La morte di Anna Politkovsakya ci
sconvolge. Noi vogliamo soltanto dire che stiamo dalla sua parte anche ora
che i suoi articoli non si possono più leggere. E ricordare come la verità,
specialmente quella scomoda, acquisti un significato ancora più forte quando
viene negata con la violenza
La morte di Anna Politkovsakya ci sconvolge. Non è ammissibile
che in un paese democratico, come oggi vuole definirsi la Russia, una
giornalista venga assassinata con quattro colpi di pistola. Specialmente se
ha avuto il coraggio di prendere la parola, come lei aveva fatto a più
riprese negli ultimi anni, contro il suo governo per denunciare gli orrori
perpetrati dall’esercito federale in Cecenia.

### Dati grezzi

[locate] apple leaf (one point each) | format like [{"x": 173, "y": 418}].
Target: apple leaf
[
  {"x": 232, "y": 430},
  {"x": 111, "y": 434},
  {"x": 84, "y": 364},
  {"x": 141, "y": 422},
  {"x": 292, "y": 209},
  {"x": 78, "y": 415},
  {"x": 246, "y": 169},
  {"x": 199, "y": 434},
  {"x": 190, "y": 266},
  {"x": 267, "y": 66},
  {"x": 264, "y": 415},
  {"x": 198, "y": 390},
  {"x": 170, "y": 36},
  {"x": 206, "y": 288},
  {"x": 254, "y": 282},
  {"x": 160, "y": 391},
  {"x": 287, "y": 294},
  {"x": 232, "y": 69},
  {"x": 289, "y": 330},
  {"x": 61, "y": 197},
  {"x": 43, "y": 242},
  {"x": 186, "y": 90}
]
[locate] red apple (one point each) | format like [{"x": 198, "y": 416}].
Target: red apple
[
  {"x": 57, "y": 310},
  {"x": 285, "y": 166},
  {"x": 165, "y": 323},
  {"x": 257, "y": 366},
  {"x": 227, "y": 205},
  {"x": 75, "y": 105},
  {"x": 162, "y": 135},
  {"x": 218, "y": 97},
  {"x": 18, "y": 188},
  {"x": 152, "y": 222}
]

### Cosa fare
1: Riassumi in poche righe il paragrafo del brano che comincia con «La morte di Anna Politkovsakya ci sconvolge. Non è ammissibile», tenendo i fatti principali.
2: Prosegui il brano sulla morte di Anna Politkovsakya a partire dal punto in cui si ferma.
Il materiale qui non c'entra.

### Le risposte
1: La morte di Anna Politkovsakya sconvolge. In un paese che oggi si dice democratico come la Russia, non è ammissibile che una giornalista venga uccisa con quattro colpi di pistola. È ancora più grave perché negli ultimi anni lei aveva avuto più volte il coraggio di parlare contro il suo governo. Denunciava gli orrori commessi dall'esercito federale in Cecenia.

2:
Da più parti, nelle ultime ore, si sono levati i sospetti sui
mandanti di questo assassinio che riporta il paese indietro di molti
decenni, all’epoca più oscura della sua storia, quando la libertà di stampa
era una chimera. I suoi colleghi hanno fatto sapere che avrebbe dovuto
consegnare, proprio in queste ore, un’inchiesta sulla tortura a Grozny e
dintorni. E sul sito web della sua rivista, la
Novaia Gazeta, compare adesso una
grande foto con il suo ritratto insieme ad un servizio che avanza due
ipotesi: «Una vendetta di Kadirov per quello che lei aveva scritto e
continuava a scrivere su di lui, o l'azione di chi voleva addossare al
premier ceceno l'omicidio per impedirgli di arrivare alla presidenza della
Cecenia».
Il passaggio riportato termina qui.